── DATA ──
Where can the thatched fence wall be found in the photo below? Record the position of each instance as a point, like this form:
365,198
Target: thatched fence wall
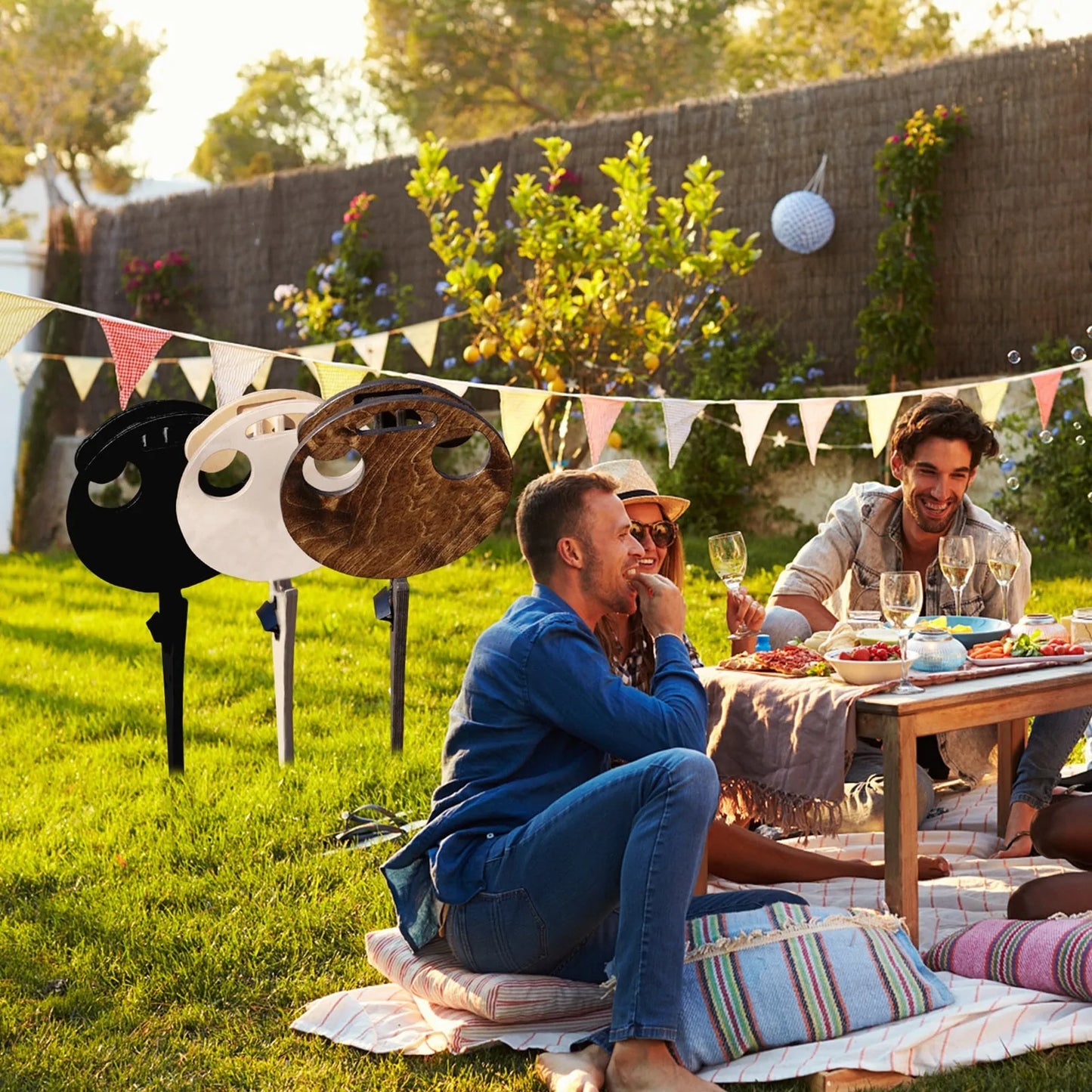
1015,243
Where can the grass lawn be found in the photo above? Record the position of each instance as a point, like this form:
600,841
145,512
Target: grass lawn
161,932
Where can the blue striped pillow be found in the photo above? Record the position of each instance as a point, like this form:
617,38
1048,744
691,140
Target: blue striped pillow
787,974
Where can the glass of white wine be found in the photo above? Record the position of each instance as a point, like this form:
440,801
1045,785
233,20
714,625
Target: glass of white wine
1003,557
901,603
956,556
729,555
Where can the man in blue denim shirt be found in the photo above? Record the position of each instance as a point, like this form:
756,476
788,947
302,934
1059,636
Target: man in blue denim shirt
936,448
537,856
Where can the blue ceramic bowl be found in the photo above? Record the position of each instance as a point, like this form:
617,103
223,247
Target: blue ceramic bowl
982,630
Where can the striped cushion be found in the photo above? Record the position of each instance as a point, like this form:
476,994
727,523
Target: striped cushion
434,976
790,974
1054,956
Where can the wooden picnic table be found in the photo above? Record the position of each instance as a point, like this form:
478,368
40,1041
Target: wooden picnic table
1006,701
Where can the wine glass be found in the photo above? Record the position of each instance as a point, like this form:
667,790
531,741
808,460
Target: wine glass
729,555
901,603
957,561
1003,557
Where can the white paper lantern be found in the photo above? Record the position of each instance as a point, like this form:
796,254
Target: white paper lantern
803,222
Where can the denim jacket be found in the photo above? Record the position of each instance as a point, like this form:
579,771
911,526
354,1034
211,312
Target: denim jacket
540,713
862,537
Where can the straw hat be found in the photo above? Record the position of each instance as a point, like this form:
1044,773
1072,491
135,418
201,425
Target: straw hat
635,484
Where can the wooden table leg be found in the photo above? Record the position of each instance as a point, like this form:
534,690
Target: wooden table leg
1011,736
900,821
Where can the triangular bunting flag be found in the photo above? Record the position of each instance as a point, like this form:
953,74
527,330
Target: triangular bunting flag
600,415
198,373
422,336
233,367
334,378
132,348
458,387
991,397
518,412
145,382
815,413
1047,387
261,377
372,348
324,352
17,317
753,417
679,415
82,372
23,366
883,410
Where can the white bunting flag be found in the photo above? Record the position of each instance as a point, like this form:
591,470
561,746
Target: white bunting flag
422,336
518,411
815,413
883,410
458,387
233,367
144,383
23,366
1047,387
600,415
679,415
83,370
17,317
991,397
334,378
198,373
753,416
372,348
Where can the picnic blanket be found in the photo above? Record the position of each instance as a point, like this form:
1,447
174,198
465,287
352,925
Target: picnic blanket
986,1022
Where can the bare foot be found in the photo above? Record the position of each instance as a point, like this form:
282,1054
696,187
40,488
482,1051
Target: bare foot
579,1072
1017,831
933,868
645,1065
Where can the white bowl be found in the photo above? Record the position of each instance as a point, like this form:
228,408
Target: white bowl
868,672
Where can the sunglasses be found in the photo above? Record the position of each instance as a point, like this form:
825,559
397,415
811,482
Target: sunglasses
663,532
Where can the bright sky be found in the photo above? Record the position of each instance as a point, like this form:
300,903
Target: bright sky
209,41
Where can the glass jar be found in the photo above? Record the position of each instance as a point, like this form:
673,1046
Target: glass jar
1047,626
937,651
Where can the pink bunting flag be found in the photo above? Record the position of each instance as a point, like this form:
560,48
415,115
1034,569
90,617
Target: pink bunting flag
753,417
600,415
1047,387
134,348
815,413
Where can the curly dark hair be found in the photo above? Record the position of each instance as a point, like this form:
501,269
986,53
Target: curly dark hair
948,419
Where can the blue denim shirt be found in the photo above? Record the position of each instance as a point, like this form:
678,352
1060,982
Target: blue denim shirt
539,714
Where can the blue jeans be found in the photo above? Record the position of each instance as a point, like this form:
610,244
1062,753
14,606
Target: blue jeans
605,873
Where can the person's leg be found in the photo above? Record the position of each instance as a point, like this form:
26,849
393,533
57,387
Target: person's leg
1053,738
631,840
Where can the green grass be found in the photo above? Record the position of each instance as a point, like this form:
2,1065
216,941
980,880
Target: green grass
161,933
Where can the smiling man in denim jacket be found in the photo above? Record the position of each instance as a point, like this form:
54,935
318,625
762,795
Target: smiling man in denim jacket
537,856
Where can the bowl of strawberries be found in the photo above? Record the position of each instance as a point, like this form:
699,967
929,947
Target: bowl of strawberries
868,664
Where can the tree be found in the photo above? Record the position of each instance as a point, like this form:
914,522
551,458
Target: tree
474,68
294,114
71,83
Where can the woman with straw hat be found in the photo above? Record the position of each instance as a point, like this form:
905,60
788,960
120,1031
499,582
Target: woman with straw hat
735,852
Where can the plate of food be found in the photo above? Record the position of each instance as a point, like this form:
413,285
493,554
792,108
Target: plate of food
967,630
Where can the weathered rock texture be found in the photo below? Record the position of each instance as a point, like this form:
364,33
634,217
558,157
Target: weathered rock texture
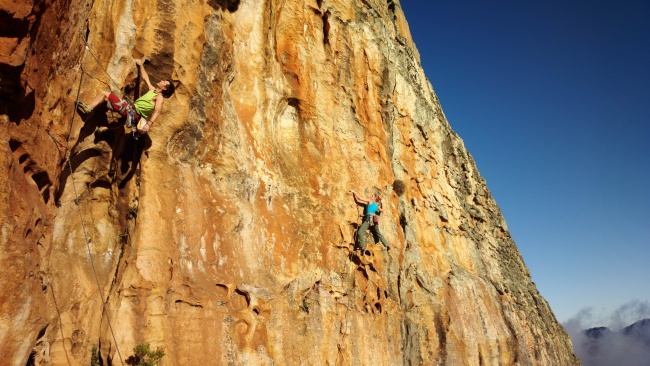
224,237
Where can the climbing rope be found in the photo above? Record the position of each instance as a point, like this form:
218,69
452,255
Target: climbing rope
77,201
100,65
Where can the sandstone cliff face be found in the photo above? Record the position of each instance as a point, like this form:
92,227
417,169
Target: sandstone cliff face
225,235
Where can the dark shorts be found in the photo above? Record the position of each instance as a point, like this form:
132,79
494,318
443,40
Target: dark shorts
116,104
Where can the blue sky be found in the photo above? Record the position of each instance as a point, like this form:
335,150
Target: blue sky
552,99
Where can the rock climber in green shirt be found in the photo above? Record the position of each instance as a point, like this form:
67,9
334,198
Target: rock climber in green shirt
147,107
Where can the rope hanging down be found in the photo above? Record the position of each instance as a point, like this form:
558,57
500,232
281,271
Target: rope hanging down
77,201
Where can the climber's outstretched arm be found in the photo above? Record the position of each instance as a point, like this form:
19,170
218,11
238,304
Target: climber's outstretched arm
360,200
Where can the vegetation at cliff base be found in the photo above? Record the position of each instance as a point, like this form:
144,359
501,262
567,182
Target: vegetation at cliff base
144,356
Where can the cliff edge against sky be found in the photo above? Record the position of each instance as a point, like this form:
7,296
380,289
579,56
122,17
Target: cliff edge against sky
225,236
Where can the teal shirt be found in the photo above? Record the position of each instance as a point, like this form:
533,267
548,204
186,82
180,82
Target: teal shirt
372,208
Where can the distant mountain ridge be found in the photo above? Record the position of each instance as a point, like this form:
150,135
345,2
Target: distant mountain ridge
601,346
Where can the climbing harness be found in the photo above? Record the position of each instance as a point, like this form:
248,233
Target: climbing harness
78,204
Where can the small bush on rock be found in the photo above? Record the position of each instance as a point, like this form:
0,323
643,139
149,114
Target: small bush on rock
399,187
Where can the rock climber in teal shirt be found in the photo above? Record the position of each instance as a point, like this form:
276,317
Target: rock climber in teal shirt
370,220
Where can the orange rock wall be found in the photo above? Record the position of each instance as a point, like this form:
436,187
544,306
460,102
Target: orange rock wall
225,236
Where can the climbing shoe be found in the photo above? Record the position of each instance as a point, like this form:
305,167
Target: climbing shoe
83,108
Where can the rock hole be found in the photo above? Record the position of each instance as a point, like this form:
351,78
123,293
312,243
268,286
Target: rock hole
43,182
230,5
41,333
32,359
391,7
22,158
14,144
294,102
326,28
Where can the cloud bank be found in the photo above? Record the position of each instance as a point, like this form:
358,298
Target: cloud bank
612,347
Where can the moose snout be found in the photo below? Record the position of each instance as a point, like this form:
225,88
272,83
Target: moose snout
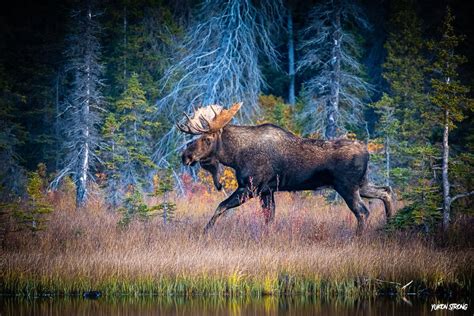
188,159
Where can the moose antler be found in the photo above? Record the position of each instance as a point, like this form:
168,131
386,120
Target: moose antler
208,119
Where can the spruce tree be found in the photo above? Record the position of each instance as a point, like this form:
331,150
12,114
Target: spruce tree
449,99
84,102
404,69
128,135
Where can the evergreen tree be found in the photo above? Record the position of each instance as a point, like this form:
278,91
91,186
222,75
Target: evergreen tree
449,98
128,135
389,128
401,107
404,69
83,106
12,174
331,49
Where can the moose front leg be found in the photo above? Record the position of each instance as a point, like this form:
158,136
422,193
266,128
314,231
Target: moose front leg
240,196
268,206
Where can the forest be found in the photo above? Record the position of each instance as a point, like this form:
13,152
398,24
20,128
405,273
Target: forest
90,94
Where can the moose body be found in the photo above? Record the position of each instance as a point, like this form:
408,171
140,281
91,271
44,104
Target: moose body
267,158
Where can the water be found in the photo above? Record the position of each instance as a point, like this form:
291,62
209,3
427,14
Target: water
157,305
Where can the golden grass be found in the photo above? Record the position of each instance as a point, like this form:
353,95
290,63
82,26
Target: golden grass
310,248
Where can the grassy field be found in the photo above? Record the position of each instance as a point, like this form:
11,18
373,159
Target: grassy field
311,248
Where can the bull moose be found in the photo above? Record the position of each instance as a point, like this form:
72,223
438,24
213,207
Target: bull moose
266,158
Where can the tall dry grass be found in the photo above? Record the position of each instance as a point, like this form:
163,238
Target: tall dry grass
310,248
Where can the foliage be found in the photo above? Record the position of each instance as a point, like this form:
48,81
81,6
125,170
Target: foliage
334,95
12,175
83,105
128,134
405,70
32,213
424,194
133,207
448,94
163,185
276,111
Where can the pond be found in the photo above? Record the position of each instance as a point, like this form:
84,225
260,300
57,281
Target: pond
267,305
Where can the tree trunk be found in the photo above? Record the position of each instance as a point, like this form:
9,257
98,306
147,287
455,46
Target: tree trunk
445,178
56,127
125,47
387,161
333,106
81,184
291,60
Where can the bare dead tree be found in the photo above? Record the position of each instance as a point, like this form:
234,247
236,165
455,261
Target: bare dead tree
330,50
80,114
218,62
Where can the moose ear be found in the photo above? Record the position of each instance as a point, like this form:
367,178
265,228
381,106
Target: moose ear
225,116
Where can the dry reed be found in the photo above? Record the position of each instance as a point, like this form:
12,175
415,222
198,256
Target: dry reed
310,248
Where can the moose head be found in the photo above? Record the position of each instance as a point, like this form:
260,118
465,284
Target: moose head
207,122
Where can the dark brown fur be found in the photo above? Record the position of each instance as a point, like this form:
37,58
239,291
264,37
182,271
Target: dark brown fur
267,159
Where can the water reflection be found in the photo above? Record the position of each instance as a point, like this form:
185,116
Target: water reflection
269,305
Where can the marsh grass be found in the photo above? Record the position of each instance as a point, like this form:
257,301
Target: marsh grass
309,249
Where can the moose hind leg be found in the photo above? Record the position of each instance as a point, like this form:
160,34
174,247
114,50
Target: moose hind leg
───
Report each line of the data in which "hind" occurs.

Where can the moose hind leg be found in the photo above? Record the position of each instance as a point, like this form:
Target: moose hind leg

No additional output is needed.